### Consigne
Affiche chaque ligne des extraits ci-dessous où figure le mot « mountain ».

### Extraits d'un jeu de données d'annotation par points
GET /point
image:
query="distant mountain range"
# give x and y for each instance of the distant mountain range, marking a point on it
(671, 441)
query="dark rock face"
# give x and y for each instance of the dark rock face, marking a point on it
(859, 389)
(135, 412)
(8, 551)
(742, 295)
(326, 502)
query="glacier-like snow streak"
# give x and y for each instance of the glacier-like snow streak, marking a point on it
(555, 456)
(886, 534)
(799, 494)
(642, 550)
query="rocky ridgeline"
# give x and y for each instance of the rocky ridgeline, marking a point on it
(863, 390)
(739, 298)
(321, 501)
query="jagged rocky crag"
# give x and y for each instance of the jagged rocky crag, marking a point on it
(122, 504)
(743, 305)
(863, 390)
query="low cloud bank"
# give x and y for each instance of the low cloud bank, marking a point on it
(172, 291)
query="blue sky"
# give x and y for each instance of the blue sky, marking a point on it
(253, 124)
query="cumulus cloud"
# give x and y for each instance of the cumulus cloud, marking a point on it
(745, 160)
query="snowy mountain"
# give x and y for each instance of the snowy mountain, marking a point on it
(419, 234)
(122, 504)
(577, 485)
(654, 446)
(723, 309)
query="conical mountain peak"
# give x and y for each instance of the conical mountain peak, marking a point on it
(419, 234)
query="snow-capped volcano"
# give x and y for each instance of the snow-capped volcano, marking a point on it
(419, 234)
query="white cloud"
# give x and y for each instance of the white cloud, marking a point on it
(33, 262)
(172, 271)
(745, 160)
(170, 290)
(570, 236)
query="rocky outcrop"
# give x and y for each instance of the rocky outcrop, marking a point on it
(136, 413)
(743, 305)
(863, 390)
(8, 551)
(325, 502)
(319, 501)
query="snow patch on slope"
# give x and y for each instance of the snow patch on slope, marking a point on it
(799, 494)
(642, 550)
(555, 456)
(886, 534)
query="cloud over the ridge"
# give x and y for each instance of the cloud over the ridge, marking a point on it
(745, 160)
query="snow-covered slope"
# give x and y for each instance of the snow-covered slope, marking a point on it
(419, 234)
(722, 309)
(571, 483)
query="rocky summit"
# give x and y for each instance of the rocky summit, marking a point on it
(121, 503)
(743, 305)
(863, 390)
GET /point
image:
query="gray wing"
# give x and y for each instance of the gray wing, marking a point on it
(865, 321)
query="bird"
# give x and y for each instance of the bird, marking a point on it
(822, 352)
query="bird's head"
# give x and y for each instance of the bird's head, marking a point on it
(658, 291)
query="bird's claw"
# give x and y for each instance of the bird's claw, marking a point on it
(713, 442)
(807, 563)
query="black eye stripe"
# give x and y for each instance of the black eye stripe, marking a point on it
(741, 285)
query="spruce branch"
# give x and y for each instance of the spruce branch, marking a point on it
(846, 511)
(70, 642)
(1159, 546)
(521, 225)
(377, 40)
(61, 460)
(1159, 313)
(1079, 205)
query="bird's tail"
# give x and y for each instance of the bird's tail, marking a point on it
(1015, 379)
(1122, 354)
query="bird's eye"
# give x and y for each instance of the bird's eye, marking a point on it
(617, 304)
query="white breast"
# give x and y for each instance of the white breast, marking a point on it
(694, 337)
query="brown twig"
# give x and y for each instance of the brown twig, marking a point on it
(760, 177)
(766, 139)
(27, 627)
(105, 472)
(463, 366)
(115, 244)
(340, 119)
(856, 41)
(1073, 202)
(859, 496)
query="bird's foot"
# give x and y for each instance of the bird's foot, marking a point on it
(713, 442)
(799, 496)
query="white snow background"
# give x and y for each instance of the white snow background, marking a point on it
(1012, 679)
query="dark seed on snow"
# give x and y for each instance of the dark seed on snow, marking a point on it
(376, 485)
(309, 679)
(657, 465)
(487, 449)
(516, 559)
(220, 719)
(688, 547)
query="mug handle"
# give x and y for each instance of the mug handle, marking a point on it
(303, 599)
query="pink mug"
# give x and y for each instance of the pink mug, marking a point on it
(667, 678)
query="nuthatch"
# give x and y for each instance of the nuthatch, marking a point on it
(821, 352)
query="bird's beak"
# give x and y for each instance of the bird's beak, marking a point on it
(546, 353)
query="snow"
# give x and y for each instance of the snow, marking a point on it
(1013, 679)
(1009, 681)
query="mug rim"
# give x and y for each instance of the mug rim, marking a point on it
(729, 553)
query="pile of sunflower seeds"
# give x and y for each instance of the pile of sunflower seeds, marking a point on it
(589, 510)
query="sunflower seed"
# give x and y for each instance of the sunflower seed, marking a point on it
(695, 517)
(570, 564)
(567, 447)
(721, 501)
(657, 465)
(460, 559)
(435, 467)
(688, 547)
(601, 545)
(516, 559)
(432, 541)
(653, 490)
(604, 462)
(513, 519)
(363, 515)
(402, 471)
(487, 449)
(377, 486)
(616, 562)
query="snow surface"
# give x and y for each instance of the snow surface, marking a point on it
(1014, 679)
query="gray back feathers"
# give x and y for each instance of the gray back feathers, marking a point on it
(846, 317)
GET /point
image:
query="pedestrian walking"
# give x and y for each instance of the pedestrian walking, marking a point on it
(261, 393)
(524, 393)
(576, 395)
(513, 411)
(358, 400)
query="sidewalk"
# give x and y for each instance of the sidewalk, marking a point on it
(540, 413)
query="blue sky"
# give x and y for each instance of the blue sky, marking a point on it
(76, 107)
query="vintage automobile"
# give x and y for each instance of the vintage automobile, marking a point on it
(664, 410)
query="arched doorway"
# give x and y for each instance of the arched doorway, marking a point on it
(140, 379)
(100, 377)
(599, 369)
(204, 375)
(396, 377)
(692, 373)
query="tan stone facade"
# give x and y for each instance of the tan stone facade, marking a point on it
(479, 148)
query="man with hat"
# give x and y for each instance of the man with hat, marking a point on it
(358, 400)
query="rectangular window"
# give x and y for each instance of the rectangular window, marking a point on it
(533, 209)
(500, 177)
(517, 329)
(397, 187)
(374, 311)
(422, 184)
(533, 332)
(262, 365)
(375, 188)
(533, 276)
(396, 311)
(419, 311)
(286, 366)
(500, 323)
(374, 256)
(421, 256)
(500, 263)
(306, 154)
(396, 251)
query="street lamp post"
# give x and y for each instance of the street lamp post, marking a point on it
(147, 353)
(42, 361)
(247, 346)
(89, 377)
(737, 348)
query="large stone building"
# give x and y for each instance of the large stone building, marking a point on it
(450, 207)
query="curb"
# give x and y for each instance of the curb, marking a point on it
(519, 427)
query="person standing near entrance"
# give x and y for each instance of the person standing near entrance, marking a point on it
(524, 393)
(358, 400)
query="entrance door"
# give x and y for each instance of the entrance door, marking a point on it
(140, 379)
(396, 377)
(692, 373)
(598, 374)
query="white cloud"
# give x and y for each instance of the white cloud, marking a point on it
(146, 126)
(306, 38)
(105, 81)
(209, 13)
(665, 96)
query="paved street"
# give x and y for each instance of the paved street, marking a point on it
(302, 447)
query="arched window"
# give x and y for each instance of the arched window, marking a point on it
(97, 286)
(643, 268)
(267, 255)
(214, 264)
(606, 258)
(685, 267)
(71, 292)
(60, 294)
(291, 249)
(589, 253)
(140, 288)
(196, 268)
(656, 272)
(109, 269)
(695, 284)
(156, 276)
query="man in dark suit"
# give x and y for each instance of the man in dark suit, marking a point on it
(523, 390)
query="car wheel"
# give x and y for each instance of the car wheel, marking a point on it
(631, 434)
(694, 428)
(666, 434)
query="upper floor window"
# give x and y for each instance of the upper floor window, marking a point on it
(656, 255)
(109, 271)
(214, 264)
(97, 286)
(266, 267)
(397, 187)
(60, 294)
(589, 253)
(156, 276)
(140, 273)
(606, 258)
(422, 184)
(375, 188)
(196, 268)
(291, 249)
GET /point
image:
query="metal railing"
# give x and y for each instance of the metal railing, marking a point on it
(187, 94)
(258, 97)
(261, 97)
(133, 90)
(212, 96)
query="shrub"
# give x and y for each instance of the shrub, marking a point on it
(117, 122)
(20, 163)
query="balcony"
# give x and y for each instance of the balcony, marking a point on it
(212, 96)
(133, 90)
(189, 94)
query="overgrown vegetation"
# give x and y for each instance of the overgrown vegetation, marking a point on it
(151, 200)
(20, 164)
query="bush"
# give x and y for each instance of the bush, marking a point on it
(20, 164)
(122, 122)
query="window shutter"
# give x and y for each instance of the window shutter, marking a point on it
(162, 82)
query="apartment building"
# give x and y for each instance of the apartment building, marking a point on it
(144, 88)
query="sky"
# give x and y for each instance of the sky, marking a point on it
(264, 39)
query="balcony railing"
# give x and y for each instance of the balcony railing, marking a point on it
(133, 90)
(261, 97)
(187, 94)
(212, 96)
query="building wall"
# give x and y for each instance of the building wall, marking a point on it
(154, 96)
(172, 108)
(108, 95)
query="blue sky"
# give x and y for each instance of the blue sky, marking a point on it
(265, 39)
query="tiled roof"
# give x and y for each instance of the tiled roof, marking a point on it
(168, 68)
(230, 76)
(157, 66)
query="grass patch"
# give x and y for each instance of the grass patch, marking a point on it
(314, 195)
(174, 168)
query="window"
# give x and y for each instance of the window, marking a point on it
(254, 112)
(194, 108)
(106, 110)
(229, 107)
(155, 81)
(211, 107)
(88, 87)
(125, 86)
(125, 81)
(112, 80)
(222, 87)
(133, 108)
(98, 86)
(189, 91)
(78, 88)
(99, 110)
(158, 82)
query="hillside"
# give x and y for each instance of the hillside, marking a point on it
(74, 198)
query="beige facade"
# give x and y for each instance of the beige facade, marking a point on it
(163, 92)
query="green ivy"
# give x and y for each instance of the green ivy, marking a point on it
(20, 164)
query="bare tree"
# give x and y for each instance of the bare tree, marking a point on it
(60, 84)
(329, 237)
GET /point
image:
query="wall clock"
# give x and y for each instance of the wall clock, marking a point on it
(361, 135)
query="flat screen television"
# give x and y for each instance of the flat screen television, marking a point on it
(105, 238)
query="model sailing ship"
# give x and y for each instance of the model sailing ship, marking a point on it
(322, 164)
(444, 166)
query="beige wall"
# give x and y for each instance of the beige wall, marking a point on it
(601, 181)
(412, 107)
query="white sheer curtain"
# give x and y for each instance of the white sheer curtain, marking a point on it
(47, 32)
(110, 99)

### Solution rédigée
query="distant mountain range"
# give x and y for each instance of the distant mountain range, marking a point on it
query="snowy mountain"
# give x and y for each instance of the snowy mountain, marking a point on it
query="conical mountain peak"
# give x and y for each instance of the conical mountain peak, marking a point on it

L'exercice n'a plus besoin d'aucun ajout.